### Work required
Reproduce the following entries exactly, leaving nothing out.

Extracted data entries:
________

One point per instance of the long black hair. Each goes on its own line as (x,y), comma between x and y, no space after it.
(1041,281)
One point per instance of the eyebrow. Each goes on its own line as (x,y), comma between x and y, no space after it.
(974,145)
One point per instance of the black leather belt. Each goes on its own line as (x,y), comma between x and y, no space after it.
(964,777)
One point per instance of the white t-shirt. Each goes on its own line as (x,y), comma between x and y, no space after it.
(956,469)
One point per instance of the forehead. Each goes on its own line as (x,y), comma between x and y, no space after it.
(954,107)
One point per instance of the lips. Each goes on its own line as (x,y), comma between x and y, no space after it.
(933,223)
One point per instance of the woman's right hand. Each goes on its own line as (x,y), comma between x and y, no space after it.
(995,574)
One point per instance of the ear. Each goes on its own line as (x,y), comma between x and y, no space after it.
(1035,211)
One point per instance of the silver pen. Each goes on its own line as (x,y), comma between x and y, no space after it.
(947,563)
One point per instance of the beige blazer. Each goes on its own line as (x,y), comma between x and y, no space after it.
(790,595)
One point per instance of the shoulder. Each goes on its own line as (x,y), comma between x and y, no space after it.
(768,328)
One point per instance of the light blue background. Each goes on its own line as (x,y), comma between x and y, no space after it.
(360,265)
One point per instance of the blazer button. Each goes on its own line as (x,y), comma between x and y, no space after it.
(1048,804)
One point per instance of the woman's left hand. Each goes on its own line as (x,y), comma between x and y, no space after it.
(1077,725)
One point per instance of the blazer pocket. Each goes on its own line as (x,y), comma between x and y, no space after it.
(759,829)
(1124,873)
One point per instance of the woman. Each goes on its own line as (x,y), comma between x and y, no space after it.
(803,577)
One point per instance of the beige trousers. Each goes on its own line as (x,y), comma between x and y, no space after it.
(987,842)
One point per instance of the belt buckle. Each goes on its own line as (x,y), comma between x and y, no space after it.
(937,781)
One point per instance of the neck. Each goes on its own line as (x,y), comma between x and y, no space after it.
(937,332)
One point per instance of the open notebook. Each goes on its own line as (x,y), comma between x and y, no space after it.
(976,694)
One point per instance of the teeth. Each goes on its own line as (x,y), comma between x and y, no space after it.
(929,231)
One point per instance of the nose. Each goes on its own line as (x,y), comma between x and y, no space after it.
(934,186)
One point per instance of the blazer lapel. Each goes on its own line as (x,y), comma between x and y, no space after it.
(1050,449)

________

### Result
One point per instance of the long black hair. Each goes on its own line as (x,y), comma between x and y, no space after it.
(1041,281)
One point per instance of the eyebrow. Each goes on its own line as (x,y), comma between x and y, no space after it.
(974,145)
One point per instance of the black leather belt. Each goes on its own line as (x,y), comma between x and y, no space after it.
(964,777)
One point per instance of the white t-shirt. Each goes on its own line as (x,y), comma between x and y, no space after it.
(956,469)
One point per instance of the forehead. Each goes on its own line as (x,y), comma between x and y, no space after it.
(954,107)
One point per instance of the lips. Each goes on its own line as (x,y), comma between x and y, no space after it.
(933,223)
One point per instance of the woman's right hand. Each goes on its own line as (x,y), comma between x and y, no space after it.
(995,574)
One point per instance of the ear. Each goes on its own line as (x,y), comma between x and y, no space after it.
(1035,211)
One point per instance of the silver pen. Each goes on its own line as (x,y), comma between x and y, no space after it.
(947,563)
One point per instance of the beige blazer. Each goes on its own line as (x,y), comma between x and y, no space after it.
(790,595)
One point per instance of the shoulder. Each goes on its own line as (x,y), comma between x and y, no space after it.
(768,328)
One point per instance of the light blue background. Each goes on its own line as (x,y), comma between x and y, no space after it.
(360,265)
One point per instance of the blazer button. Each goes on its own line as (x,y), comma between x and y, no space after it.
(1048,804)
One point per instance of the woman's left hand. Each goes on its own line as (x,y), comma between x and y, no space after it.
(1077,725)
One point per instance of the blazer pocket. Each goes on its own line as (x,y), comma between x and y, no space after it.
(759,829)
(1124,873)
One point per instance of the woman. Each goes on its own line as (x,y), comma between x and y, no space after it.
(803,577)
One point per instance of the beige trousers. Each goes on its own line as (x,y), comma between x and y, no space after it.
(987,842)
One point per instance of the belt buckle. Each goes on its own line as (x,y), comma between x and y, no space after it.
(937,781)
One point per instance of the neck. Each goes on its own line as (x,y), comma between x and y, no space after it.
(937,332)
One point per instance of the open notebook. Each goes on its own line as (x,y), comma between x and y, no space after it.
(976,694)
One point per instance of the teeth. Each goes on its own line as (x,y), comma between x and y, no space after it.
(929,231)
One point per instance of the nose. Each goes on its own line as (x,y), comma between x and y, no space after it.
(934,186)
One point per instance of the blazer lapel. Each goes on its own line as (x,y), comma between x and y, no space after it.
(1050,449)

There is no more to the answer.